#### Page ####
A Stormy Life under Modernism
Leo’s hopes took 16 more years to materialize under his successor, Pope Pius X, and this was a fiery period of conflict in the Catholic Church over the question of Modernism, in which the traditionalists saw the impact of historical-critical methods as destroying the supernatural foundations of faith in an inerrant Bible. The most radical rejection of modern learning culminated in 1907 with two decrees of Pius X that forbade
Seminaries and Catholic-affiliated universities and schools from any association with such historical-critical methodologies. Oaths were forced on priests and professors to reject modernism as the Pope had defined it; professors were let go, and a general stagnation in theology began that lasted well into the 1940’s. Even respected and famed Catholic linguists and biblical scholars were put under suspicion and could never write fully freely as scholars again. In a recent article, William Portier of Dayton University has completed a study of the devastating effects of Modernist condemnations on a newly blooming fraternity of American theologians and Biblicists [Divided Friends: Portraits of the Roman Catholic Modern Crisis in the United States; forthcoming]. Four leading young Catholic priest-thinkers were all silenced and forced out of their fields of scholarship. Two left the Catholic Church in anger, and two went into quiet conformity. But Catholic theological reflection on the public level in America was thoroughly flattened.
#### Data supplied ####
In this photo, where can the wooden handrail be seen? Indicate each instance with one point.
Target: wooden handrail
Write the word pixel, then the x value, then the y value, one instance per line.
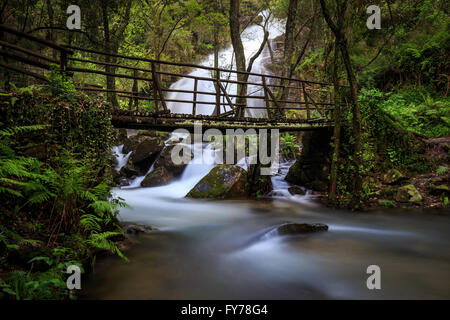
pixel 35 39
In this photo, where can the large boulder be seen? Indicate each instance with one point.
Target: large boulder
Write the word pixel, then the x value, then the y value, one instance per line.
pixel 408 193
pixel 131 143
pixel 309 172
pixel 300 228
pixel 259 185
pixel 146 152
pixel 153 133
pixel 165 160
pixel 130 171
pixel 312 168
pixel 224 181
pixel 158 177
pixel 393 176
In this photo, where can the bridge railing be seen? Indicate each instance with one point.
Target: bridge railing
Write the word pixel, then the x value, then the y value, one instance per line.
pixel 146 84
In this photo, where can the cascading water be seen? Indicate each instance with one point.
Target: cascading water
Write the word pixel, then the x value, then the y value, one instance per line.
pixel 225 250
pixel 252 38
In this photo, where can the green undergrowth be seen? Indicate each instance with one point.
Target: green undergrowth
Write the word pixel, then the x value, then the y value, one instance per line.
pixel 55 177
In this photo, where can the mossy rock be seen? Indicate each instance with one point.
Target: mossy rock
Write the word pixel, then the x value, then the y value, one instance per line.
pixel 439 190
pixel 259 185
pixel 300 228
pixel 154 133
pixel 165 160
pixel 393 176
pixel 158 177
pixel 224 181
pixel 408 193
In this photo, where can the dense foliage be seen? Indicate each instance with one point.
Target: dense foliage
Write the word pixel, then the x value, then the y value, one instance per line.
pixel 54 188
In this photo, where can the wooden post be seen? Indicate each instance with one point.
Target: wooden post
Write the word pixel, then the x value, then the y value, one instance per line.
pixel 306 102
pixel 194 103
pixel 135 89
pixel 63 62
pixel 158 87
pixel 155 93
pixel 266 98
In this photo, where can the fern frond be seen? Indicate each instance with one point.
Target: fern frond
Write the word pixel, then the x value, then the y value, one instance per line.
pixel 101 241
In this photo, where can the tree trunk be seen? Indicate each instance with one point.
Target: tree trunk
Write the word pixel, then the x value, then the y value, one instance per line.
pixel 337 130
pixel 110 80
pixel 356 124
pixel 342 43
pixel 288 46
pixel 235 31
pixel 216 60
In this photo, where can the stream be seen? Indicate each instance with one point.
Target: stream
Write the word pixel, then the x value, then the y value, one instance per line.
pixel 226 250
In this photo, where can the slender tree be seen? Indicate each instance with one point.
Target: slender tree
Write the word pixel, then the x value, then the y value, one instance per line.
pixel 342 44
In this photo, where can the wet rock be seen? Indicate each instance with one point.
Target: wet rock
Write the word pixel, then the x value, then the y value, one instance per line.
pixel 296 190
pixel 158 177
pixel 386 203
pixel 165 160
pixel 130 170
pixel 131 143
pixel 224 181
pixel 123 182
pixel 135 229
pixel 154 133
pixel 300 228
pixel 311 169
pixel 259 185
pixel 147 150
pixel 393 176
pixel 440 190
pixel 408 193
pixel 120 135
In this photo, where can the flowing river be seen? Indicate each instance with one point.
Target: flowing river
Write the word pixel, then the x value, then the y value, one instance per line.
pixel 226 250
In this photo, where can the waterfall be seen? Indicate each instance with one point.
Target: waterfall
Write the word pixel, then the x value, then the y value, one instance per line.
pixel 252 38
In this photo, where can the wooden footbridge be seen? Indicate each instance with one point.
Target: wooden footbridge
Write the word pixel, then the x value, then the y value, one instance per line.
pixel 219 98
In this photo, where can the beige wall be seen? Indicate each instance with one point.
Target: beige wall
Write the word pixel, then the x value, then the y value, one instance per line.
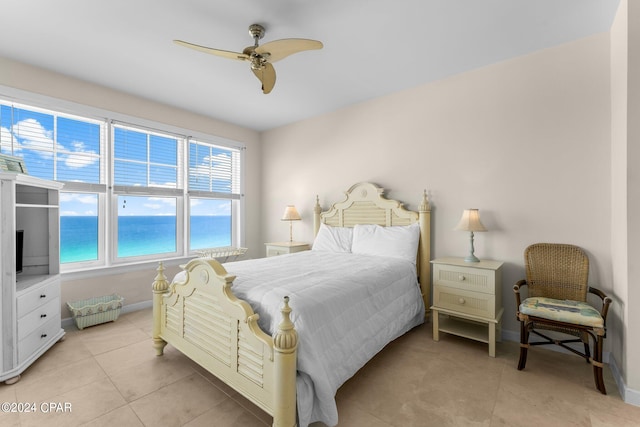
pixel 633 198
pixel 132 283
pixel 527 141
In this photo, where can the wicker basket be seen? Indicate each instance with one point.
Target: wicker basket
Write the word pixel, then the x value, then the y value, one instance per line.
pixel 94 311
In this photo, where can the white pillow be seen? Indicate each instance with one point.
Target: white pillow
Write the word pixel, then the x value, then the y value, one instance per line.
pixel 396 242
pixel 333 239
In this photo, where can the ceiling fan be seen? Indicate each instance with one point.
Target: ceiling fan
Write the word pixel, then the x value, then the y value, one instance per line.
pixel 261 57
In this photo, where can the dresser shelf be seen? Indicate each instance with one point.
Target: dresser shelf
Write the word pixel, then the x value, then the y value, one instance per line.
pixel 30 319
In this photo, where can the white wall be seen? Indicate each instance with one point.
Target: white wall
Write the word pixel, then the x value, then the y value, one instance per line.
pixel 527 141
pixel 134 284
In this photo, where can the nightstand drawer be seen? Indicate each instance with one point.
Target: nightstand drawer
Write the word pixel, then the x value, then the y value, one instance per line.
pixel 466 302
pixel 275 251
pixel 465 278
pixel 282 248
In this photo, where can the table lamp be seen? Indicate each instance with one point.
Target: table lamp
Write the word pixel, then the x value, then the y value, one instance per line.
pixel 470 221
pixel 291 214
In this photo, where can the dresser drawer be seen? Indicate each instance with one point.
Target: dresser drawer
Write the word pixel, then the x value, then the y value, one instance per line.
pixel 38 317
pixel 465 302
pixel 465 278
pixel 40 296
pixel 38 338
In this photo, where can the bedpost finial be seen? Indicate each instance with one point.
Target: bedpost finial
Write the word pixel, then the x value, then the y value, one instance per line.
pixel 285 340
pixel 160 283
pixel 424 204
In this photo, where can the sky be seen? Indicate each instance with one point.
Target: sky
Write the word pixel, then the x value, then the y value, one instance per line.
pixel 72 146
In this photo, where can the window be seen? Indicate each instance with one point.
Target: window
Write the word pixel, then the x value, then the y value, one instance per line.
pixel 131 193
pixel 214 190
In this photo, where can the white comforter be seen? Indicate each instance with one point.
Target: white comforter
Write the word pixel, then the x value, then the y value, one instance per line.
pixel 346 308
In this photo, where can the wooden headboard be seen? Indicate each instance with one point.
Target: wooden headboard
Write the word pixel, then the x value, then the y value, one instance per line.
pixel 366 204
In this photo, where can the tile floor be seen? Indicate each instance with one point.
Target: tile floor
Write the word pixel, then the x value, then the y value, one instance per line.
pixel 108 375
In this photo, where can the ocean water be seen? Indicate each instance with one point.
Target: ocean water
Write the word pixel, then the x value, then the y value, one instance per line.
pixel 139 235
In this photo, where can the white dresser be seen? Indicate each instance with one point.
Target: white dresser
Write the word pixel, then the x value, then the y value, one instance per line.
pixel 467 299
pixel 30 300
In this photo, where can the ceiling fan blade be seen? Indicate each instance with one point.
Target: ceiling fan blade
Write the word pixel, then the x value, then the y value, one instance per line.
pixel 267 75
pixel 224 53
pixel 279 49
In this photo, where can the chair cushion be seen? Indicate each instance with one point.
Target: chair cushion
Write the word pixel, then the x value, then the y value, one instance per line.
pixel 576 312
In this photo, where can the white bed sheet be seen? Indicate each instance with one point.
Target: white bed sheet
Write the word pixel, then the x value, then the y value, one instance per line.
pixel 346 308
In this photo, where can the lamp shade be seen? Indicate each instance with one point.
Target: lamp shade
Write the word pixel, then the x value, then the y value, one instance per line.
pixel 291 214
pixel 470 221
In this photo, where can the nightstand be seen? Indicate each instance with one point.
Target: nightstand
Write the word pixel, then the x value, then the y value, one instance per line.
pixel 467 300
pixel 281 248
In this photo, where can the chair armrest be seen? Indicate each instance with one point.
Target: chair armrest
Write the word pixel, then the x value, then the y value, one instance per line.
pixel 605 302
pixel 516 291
####
#### Data supplied ####
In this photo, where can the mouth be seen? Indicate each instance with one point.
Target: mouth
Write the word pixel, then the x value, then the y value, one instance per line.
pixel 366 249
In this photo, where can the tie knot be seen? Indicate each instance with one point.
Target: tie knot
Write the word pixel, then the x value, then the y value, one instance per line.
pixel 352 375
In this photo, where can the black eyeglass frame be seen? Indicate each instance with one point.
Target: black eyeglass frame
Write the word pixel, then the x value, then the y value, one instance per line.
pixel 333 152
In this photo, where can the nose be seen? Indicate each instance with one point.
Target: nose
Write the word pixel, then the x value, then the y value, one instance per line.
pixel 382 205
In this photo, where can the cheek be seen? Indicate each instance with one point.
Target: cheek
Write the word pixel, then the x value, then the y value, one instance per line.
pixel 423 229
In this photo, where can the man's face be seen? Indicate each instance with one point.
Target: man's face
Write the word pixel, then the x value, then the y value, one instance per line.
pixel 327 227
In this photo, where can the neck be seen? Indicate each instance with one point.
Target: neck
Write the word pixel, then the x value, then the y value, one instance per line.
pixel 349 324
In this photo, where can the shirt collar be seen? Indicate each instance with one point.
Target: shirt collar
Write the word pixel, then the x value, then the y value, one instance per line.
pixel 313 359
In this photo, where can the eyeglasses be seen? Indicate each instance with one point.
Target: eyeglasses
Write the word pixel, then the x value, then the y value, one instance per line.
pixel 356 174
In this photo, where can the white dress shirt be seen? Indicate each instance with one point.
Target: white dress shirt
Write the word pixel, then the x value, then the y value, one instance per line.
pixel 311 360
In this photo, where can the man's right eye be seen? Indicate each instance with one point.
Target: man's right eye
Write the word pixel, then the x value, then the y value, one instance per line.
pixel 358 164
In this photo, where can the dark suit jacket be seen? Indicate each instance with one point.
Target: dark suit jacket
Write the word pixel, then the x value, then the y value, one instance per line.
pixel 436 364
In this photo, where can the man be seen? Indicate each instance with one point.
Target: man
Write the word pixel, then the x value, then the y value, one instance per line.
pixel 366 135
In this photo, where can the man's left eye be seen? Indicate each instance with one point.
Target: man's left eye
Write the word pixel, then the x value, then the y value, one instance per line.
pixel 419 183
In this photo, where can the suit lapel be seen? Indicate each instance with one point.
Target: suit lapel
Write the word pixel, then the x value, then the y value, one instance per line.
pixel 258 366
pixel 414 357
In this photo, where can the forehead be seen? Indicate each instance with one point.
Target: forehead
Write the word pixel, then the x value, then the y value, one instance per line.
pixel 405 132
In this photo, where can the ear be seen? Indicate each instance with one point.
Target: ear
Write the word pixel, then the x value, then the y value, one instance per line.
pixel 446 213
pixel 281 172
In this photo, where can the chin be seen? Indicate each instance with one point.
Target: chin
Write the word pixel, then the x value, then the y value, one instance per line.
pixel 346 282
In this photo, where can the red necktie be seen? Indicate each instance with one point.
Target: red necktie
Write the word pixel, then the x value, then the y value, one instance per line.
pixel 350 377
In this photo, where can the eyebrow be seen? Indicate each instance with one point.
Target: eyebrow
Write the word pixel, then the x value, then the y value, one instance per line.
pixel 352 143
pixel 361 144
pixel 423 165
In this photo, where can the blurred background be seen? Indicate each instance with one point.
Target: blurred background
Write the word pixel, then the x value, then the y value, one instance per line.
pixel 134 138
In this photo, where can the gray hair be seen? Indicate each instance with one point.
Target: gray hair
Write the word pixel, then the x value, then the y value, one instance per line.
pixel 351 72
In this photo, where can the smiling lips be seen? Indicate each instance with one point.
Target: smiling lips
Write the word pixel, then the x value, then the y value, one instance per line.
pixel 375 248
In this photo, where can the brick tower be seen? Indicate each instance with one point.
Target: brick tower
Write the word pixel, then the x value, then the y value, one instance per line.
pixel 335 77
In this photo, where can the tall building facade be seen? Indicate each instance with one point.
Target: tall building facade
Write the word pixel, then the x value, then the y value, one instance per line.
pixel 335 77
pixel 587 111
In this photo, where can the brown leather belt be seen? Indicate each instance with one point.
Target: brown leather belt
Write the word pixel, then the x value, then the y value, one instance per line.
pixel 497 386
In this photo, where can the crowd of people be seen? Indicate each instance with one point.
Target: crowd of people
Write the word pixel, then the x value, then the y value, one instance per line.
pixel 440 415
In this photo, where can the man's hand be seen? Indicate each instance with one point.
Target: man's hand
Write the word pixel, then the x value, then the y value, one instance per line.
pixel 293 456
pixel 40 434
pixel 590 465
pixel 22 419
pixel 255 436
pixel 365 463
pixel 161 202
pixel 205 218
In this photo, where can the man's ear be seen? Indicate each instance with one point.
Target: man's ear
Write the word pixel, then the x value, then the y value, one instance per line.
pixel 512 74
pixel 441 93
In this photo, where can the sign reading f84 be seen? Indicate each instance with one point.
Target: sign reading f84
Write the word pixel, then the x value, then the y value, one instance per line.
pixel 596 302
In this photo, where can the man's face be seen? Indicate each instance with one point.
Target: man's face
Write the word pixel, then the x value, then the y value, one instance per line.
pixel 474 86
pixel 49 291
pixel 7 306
####
■ Exercise task ■
Reproduce the text on the Catholic Church's conflict over Modernism word for word, in full.

■ Written answer ■
A Stormy Life under Modernism
Leo’s hopes took 16 more years to materialize under his successor, Pope Pius X, and this was a fiery period of conflict in the Catholic Church over the question of Modernism, in which the traditionalists saw the impact of historical-critical methods as destroying the supernatural foundations of faith in an inerrant Bible. The most radical rejection of modern learning culminated in 1907 with two decrees of Pius X that forbade
Seminaries and Catholic-affiliated universities and schools from any association with such historical-critical methodologies. Oaths were forced on priests and professors to reject modernism as the Pope had defined it; professors were let go, and a general stagnation in theology began that lasted well into the 1940’s. Even respected and famed Catholic linguists and biblical scholars were put under suspicion and could never write fully freely as scholars again. In a recent article, William Portier of Dayton University has completed a study of the devastating effects of Modernist condemnations on a newly blooming fraternity of American theologians and Biblicists [Divided Friends: Portraits of the Roman Catholic Modern Crisis in the United States; forthcoming]. Four leading young Catholic priest-thinkers were all silenced and forced out of their fields of scholarship. Two left the Catholic Church in anger, and two went into quiet conformity. But Catholic theological reflection on the public level in America was thoroughly flattened.